2002-05-08 10:30:28 UTC
Permalink
Post by Peter Wemm
I think there is far more value to be had by divorcing the syscall
interfaces from the code that implements them so we can do away with the
damn stackgap stuff.
Uhm, that was what I tried to express with my proposal.
Post by Peter Wemm
eg: instead of open() doing the copyin *and* the body of the work,
we should have sys_open (or abi4_open, linux_open, etc) which do the pathname
copyin, any args massaging etc, and then call open() with the cleaned up
arguments. open() shouldn't have to do copyin etc.
Exactly.

And that means that we can ditch the MPSAFE thing in the syscall.master
file, since the *_open() function will be MPSAFE nomatter what and if
open() isn't MPSAFE, then open() will grab and release GIANT.

==================================================

Given problem A
Reproduce the mailing list post about syscall interfaces in full, word for word.
Given problem B
Update the record lines starting at the one containing "Trace the outline of every instance of the player's outstretched" and ending at the one containing "M 172 32 L 171" by replacing "outstretched" with "extended", and change nothing else. Return only those lines.

Records from an annotation dataset
==================================================

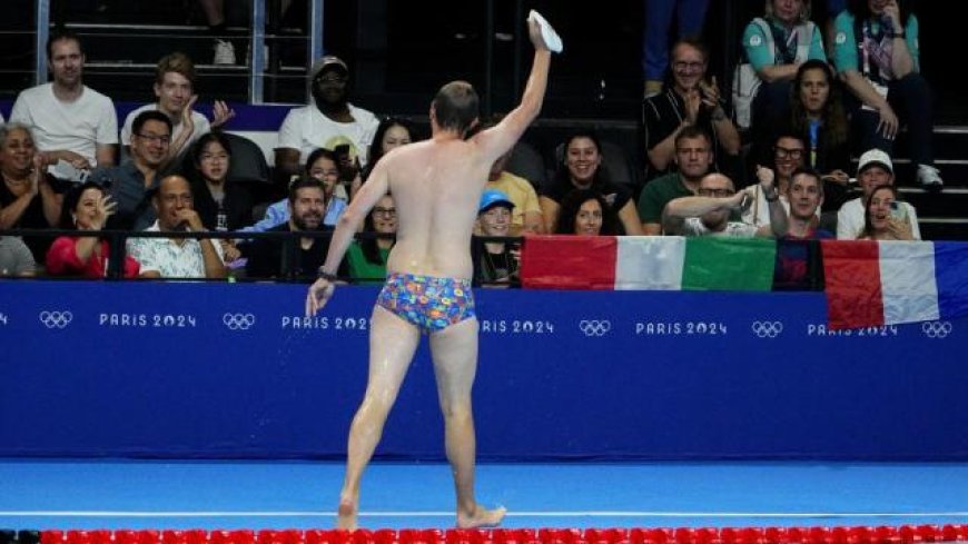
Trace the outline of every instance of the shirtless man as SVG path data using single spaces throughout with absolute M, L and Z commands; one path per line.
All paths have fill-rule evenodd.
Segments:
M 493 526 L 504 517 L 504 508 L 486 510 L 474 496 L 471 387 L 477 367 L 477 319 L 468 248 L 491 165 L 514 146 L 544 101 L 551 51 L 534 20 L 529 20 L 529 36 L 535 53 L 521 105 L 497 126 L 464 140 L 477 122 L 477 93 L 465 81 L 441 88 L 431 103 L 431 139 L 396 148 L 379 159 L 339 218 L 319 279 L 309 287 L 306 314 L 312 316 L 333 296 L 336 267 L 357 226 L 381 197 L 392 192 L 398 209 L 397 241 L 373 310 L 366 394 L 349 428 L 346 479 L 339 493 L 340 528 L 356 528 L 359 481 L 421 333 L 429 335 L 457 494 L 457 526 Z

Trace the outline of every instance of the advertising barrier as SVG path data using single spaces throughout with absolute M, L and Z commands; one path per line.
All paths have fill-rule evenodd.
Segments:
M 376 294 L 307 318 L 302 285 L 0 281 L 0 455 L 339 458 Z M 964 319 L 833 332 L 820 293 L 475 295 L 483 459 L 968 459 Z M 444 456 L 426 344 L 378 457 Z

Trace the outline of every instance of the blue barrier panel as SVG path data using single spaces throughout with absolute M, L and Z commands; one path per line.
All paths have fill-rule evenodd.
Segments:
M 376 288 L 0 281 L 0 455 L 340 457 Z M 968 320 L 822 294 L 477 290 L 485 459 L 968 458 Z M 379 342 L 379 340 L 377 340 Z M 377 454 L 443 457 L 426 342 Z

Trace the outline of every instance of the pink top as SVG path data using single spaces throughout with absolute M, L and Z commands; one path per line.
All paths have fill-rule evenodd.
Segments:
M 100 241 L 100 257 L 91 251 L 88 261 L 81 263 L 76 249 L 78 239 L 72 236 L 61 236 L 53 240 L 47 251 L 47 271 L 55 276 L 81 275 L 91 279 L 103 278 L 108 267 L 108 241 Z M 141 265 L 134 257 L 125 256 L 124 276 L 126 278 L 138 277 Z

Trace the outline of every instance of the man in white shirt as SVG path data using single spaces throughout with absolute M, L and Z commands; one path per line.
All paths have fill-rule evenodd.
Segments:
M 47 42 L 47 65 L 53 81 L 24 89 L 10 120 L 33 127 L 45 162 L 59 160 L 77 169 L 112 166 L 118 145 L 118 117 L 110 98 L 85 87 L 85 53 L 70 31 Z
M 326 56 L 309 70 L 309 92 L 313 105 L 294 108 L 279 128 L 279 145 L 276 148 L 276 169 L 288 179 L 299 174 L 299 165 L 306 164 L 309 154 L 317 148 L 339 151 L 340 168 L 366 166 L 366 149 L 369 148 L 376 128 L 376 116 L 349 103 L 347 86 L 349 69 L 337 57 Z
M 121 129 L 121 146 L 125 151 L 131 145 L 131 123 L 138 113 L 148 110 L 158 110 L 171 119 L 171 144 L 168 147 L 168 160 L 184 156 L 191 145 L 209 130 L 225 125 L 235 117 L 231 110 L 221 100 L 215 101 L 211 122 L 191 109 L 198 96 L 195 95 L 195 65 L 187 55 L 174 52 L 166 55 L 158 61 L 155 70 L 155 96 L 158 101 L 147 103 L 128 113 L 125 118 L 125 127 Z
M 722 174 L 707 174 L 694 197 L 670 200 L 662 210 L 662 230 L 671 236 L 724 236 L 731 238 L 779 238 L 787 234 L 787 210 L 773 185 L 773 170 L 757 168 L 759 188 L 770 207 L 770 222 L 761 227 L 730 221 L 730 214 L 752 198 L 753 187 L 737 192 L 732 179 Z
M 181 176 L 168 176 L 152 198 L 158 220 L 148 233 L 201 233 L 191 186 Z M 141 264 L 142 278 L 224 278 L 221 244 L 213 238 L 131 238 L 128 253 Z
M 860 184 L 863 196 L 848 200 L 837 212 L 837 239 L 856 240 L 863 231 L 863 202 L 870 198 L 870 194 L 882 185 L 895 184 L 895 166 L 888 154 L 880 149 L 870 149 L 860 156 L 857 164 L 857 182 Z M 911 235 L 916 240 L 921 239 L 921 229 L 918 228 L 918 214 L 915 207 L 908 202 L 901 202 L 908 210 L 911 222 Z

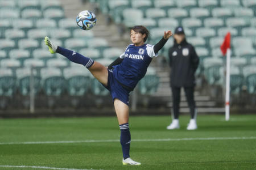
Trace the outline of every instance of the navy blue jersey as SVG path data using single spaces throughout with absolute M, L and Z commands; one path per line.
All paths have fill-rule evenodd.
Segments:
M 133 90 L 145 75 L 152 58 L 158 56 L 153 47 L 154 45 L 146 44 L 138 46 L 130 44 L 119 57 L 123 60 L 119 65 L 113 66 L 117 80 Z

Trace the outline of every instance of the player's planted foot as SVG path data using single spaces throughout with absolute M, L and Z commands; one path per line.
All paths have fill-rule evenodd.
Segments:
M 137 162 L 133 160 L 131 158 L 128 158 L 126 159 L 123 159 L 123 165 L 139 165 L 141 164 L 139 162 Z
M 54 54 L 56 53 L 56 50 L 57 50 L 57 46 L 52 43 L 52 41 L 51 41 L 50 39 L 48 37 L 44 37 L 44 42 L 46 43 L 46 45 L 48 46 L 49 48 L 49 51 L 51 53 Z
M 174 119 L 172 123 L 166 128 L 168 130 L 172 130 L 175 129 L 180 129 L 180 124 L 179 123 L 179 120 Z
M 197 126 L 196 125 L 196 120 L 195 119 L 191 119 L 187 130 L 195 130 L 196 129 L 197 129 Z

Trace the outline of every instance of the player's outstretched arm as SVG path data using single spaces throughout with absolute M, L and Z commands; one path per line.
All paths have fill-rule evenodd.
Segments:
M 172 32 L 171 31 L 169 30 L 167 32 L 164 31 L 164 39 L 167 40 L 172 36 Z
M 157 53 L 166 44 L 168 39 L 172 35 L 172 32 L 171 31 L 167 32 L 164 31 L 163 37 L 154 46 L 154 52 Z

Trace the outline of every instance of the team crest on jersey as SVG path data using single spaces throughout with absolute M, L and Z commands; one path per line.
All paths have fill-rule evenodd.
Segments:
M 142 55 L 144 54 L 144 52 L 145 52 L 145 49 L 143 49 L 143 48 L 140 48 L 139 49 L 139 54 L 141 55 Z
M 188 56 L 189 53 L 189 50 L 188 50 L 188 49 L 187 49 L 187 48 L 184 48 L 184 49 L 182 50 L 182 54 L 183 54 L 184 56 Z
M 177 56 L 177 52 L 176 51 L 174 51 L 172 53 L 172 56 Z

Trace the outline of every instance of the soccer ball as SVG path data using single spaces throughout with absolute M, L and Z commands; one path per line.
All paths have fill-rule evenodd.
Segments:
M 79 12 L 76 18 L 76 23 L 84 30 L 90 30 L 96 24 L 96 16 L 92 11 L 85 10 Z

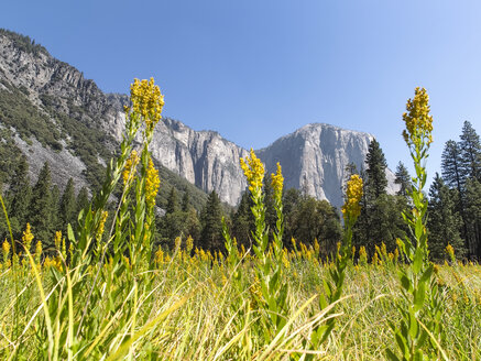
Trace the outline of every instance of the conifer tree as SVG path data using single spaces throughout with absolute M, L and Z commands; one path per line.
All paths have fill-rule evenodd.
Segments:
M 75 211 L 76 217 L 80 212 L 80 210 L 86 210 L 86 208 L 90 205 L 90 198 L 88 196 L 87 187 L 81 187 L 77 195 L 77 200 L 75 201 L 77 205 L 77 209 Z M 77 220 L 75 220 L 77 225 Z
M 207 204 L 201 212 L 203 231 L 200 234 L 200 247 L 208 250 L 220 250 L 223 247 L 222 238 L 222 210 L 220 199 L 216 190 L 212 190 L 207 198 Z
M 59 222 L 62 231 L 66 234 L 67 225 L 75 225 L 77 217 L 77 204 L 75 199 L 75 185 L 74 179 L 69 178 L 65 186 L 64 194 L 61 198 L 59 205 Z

==================================================

Output A
2002-05-08 10:30:28 UTC
Permalink
Post by Peter Wemm
I think there is far more value to be had by divorcing the syscall
interfaces from the code that implements them so we can do away with the
damn stackgap stuff.
Uhm, that was what I tried to express with my proposal.
Post by Peter Wemm
eg: instead of open() doing the copyin *and* the body of the work,
we should have sys_open (or abi4_open, linux_open, etc) which do the pathname
copyin, any args massaging etc, and then call open() with the cleaned up
arguments. open() shouldn't have to do copyin etc.
Exactly.

And that means that we can ditch the MPSAFE thing in the syscall.master
file, since the *_open() function will be MPSAFE nomatter what and if
open() isn't MPSAFE, then open() will grab and release GIANT.

Output B
Trace the outline of every instance of the player's extended arm as SVG path data using single spaces throughout with absolute M, L and Z commands; one path per line.
All paths have fill-rule evenodd.
Segments:
M 172 32 L 171 31 L 169 30 L 167 32 L 164 31 L 164 39 L 167 40 L 172 36 Z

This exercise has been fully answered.